It seems that Antoni Porowski, the designated food and wine expert on Netflix’s reimagined Queer Eye, has struck quite a chord among viewers. To say that public opinion is polarizing is a bit of an understatement; he has nearly as many harsh critics as followers attempting to slip into his (closed, sorry) DMs. His fans are adamant that he stylishly strikes the exact right tone as a culinary expert (and check out those arms!), while detractors claim his skills as a chef fall somewhere between a college coed and a checked-out Rachael Ray. Two Queer Eye fans, Las Culturistas podcast hosts Matt Rogers and Bowen Yang, weigh in for Vulture, with passionate arguments on both sides of the debate.
Bowen: Okay, Matt, you and I seem to be diametrically opposed on the single issue threatening to destroy the queer community. I never thought that issue would be Antoni, but I did always suspect that grapefruit and avocado would have something to do with it.
Matt: I want to start by saying that I first realized there was a new Queer Eye happening when I was watching The Wendy Williams Show one day like all the other 40-year-old moms in the world (I’m a 27-year-old man shhh!), and the new Fab Five were the guests. I was taken aback when Wendy — who had addressed Tan, Jonathan, Karamo, and Bobby with her traditional “How you doin’?” — got to Antoni, who sunnily replied, “How’s it going?” This is bad! It is polite and bad. Wendy had to check in with Karamo to make sure everything was gonna be okay if she kept talking to this guy. To not know to respond “how you doin’?” back to Wendy Williams!? This is not-getting-it on a high level. For me, not a good foot to start out on. But what can I say? I watched the show and I’m gonna bravely say it: Antoni is my favorite! Maybe it was the fact that he endearingly can’t really dance but still goes for it in the intro package. Maybe it was the incredibly transparent but extremely effective thirst-trap that was his “I’m a romantic” sound bite in episode one. Maybe it was the grilled-cheese recipe! I am usually hungry for cheese and bread. But I’m in love, and I don’t think I ever stood a chance. I’m gonna be a revolutionary here and say that I think the haters are … jealous?! Bowen, as Morgan McMichaels recently said on Drag Race, “Y U MAD THO?”

*Aim 1*: Summarize the Antoni Porowski article in two sentences.
The Antoni Porowski article and the rows after it have no connection to each other.

*Entries*:
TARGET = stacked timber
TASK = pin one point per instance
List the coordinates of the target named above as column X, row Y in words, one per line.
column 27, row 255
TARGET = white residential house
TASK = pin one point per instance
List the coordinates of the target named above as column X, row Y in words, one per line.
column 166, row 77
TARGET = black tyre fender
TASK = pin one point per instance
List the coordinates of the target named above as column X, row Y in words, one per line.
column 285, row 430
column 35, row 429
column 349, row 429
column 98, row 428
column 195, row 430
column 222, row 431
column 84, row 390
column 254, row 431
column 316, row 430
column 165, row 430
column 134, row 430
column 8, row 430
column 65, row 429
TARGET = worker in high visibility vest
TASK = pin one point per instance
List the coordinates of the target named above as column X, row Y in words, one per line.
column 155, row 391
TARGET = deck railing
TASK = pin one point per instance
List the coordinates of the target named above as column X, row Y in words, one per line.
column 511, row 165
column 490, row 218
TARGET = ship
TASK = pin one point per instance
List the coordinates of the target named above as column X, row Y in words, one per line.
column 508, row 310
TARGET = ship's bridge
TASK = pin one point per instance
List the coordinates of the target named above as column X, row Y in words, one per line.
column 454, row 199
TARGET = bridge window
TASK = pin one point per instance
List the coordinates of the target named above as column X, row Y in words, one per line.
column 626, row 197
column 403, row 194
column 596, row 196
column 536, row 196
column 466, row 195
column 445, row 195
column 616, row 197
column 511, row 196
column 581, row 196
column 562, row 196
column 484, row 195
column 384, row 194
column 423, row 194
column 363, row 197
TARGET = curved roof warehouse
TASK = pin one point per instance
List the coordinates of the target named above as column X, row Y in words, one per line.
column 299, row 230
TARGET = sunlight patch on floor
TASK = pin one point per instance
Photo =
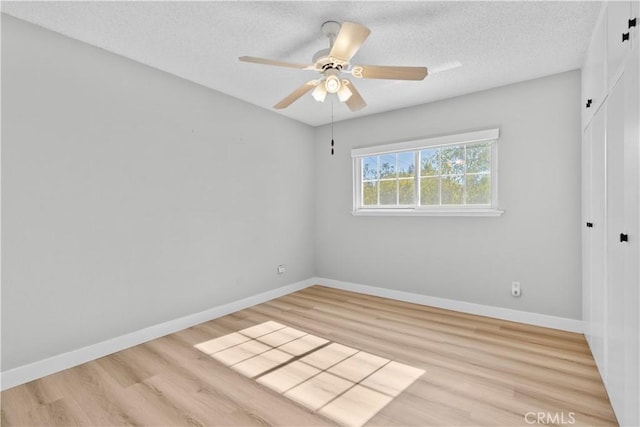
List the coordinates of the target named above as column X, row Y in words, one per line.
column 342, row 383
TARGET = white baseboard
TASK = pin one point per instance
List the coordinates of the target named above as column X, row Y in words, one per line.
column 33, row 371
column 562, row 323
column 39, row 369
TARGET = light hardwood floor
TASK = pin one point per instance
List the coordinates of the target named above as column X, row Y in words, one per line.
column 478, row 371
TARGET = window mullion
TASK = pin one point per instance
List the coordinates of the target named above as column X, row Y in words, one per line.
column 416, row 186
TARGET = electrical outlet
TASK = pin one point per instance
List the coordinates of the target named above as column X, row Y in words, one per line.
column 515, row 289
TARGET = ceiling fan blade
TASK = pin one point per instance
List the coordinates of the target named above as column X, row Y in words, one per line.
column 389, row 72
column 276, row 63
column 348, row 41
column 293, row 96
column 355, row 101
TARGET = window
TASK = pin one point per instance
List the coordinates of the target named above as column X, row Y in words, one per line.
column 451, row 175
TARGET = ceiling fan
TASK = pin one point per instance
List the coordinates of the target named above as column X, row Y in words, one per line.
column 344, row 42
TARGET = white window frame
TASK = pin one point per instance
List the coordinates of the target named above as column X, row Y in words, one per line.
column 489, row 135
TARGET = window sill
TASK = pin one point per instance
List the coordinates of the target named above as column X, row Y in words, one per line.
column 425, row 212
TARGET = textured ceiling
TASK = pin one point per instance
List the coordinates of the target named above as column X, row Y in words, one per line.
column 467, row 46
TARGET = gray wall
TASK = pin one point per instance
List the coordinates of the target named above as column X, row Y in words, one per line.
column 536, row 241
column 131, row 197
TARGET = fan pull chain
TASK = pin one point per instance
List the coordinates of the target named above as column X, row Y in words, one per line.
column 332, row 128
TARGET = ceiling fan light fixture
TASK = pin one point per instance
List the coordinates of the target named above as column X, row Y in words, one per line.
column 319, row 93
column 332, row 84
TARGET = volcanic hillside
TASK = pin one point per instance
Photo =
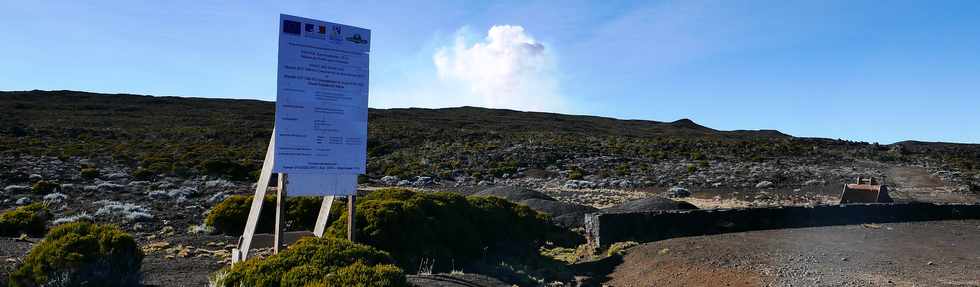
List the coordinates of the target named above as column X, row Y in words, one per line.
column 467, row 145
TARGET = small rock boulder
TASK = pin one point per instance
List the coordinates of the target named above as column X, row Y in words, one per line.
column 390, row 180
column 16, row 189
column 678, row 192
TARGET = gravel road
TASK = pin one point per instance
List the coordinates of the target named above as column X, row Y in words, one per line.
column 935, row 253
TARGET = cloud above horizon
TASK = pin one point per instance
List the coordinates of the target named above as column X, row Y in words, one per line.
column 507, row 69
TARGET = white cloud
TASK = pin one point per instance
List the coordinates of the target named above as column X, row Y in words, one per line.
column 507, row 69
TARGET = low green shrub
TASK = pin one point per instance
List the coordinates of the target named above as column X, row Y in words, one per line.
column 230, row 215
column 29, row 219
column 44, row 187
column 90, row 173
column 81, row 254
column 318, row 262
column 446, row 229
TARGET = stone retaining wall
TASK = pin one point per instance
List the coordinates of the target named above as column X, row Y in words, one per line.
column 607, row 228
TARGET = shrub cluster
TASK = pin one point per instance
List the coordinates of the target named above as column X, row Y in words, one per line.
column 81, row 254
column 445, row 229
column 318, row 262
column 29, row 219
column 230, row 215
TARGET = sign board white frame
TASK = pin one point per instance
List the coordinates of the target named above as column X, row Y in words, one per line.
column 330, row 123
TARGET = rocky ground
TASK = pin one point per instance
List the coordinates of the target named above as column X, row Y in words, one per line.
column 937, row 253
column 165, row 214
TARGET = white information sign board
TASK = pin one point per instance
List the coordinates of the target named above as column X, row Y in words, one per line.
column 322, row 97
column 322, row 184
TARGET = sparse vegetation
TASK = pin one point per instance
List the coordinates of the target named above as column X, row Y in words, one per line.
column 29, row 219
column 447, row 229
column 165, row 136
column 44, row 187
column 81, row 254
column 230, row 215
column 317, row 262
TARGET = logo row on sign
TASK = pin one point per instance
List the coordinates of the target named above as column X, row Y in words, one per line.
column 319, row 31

*Aim 2*: Express the rows from the line with "TARGET = window sill" up to and including the line with "column 678, row 192" as a JSON list of strings, one string per line with blank lines left out. Leave the pictures out of the answer.

*Final answer 1*: Antoni Porowski, the food and wine expert on Netflix's reimagined Queer Eye, has drawn as many harsh critics as devoted fans: supporters say he strikes the right tone as a culinary expert, and detractors dismiss his cooking skills. Podcast hosts Matt Rogers and Bowen Yang take opposing sides for Vulture, and Matt, despite a poor first impression on The Wendy Williams Show, names Antoni his favorite and suggests the haters are jealous.

*Final answer 2*:
[
  "TARGET = window sill",
  "TASK = pin one point per instance",
  "List the coordinates of the target named above as column X, row Y in words, one per line.",
  "column 425, row 212",
  "TARGET = textured ceiling",
  "TASK = pin one point per instance",
  "List the coordinates of the target named above as column X, row Y in words, one per line.",
  "column 467, row 46",
  "TARGET = gray wall",
  "TASK = pin one point per instance",
  "List the coordinates of the target named above as column X, row Y in words, one per line.",
  "column 536, row 241",
  "column 131, row 197",
  "TARGET = fan pull chain",
  "TASK = pin one point per instance",
  "List the coordinates of the target named above as column X, row Y in words, one per line.",
  "column 332, row 128",
  "TARGET = ceiling fan light fixture",
  "TASK = pin one point per instance",
  "List the coordinates of the target named above as column X, row Y in words, one per line.",
  "column 319, row 93",
  "column 332, row 84",
  "TARGET = volcanic hillside",
  "TASK = pin one point per instance",
  "Photo =",
  "List the coordinates of the target named above as column X, row Y in words, one per line.",
  "column 467, row 145",
  "TARGET = small rock boulder",
  "TASK = pin one point per instance",
  "List the coordinates of the target named above as column X, row Y in words, one per line.",
  "column 390, row 180",
  "column 16, row 189",
  "column 678, row 192"
]